PROBLEM DESCRIPTION: Filter the lines below and copy out each one that contains the string "target".

Records from a data collection:
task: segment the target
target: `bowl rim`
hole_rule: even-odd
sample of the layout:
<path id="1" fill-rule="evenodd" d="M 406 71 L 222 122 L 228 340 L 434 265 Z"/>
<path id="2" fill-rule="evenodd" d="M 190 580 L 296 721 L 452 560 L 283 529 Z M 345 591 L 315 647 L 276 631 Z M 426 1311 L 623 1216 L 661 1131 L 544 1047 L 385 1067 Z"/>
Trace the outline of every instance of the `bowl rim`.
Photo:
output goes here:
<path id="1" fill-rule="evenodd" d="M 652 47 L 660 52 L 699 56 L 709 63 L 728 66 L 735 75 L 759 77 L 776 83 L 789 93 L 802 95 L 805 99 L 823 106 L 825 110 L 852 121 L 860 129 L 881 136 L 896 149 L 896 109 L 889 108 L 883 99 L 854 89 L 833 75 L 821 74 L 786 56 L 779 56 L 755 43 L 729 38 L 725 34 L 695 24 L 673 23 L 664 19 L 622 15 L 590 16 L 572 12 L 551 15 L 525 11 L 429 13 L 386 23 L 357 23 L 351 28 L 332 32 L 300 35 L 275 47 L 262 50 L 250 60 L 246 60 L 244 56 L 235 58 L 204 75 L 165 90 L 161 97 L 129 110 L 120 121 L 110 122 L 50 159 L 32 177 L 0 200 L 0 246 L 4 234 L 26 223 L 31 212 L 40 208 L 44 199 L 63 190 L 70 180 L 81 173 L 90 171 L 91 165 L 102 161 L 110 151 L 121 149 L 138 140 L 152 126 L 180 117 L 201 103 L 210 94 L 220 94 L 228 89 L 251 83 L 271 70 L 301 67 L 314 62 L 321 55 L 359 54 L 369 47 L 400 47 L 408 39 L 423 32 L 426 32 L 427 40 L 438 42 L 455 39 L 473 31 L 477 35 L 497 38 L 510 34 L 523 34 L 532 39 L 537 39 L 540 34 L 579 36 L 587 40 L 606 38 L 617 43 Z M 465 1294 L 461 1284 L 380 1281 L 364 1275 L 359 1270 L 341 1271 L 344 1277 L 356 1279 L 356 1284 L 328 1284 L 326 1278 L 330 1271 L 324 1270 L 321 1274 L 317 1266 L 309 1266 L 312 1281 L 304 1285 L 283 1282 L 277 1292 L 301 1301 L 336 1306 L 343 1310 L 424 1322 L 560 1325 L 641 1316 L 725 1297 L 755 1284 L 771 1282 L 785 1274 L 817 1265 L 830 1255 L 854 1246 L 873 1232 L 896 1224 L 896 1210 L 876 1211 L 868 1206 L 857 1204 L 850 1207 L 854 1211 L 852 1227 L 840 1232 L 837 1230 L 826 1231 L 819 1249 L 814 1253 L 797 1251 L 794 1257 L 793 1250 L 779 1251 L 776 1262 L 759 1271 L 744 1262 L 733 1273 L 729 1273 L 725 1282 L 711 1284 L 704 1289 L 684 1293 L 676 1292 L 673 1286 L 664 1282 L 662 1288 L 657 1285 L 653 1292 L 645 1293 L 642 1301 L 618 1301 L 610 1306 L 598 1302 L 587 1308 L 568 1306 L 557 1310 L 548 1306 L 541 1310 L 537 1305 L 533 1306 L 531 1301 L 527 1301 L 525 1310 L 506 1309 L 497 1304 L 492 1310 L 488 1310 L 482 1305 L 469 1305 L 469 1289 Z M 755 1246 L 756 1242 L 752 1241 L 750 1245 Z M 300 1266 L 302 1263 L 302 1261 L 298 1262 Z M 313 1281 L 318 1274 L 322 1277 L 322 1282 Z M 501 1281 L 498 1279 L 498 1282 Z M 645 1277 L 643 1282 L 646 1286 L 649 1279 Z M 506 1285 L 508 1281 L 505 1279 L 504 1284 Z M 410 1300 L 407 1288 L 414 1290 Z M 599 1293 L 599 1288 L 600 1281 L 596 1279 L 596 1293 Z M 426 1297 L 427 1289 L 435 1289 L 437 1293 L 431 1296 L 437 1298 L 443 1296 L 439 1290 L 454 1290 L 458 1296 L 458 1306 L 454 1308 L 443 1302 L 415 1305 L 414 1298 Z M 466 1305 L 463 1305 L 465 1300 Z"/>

EXPECTED ANSWER:
task: segment the target
target: `bowl rim`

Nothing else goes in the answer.